■ EXCERPTED DATA ■
-- Start --
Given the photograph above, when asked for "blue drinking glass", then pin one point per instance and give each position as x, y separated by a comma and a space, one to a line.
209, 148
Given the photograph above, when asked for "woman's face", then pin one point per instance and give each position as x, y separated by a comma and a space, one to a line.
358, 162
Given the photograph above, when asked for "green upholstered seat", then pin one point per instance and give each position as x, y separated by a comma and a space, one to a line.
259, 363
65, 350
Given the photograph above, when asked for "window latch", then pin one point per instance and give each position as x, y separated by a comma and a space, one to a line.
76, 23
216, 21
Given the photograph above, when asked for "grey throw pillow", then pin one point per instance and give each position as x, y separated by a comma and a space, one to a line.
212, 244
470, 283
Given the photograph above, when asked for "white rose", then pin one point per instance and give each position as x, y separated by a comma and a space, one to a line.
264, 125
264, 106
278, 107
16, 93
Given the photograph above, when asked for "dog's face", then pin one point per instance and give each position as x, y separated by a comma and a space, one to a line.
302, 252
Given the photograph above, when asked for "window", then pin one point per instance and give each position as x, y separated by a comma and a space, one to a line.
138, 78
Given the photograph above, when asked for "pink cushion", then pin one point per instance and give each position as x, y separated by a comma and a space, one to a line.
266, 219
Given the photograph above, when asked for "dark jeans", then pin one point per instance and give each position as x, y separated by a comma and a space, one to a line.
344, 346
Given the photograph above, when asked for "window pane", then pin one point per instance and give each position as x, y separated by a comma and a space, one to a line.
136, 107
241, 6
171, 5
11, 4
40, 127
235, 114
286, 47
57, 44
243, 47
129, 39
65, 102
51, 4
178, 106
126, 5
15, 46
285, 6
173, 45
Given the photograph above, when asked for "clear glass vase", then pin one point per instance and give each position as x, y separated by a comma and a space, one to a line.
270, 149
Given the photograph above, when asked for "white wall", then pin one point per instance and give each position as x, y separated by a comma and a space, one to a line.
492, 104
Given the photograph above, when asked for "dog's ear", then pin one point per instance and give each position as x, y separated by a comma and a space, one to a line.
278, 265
-- End --
■ STATED PROBLEM ■
All of the entries must be quoted exactly; please include each one.

■ EXERCISE OUTPUT ■
Given the photograph above, when asked for "blue drinking glass", then pin one point per instance and give each position as x, y separated by a comma and a space, one to a line.
209, 148
Given the photograph above, when asked for "woman's face", then pin one point per instance and give each position as x, y separated by a comma and a space, one to a line.
358, 162
Given the photograph above, when asked for "green upholstered seat", then pin one point per instance and give each position as x, y separated by a comma and a space, one to a line.
259, 363
65, 350
Given the photograph above, when asked for "window latch", then pin one point per instance and give each position as x, y separated by a comma and a space, one to a line.
76, 23
216, 21
Given the photograph above, when asked for "grey throw pillow", then pin one point per instance and give each position as x, y separated by a comma and a space, one to a line.
212, 244
470, 283
Given the photograph above, when asked for "white rose", then pin one point per instance and give each position as x, y separated by a comma and a space, one to a line.
264, 125
264, 106
278, 107
16, 93
Given the photograph above, when asked for "dog's face", then pin one point per instance and give each position as x, y separated by a comma and a space, one to a line.
302, 252
Given the photograph above, when asked for "window", then pin one point per instance and give each position as x, y separated by a comma and a space, one to a line.
138, 78
Given the photograph above, when asked for "pink cushion", then pin one point per instance and give each position as x, y separated by a comma and a space, one to a line.
266, 219
Given the photograph above, when asked for "dark jeans", then pin one point per instance and give each position as x, y separated by a comma and a space, one to a line.
344, 346
Given the photograph above, when asked for "window pane", then pin one point per instance and give each position as x, y separated by a comma and a space, one to a line.
136, 107
241, 6
171, 5
11, 4
40, 127
235, 114
286, 47
57, 44
243, 47
129, 39
65, 102
51, 4
178, 106
126, 5
15, 46
285, 6
173, 45
Given the photograph above, when asked for "clear glass vase", then pin one point per instance and give each position as x, y separated by a comma and a space, one to a line.
270, 149
Given the photograph above, when asked for "white wall", then pin one point per instance and give each position as x, y separated by a comma and a space, one to a line.
492, 104
Given the photograph above, when asked for "dog's ear", then pin one point per instance and give each position as x, y separated by a comma and a space, one to a line.
278, 265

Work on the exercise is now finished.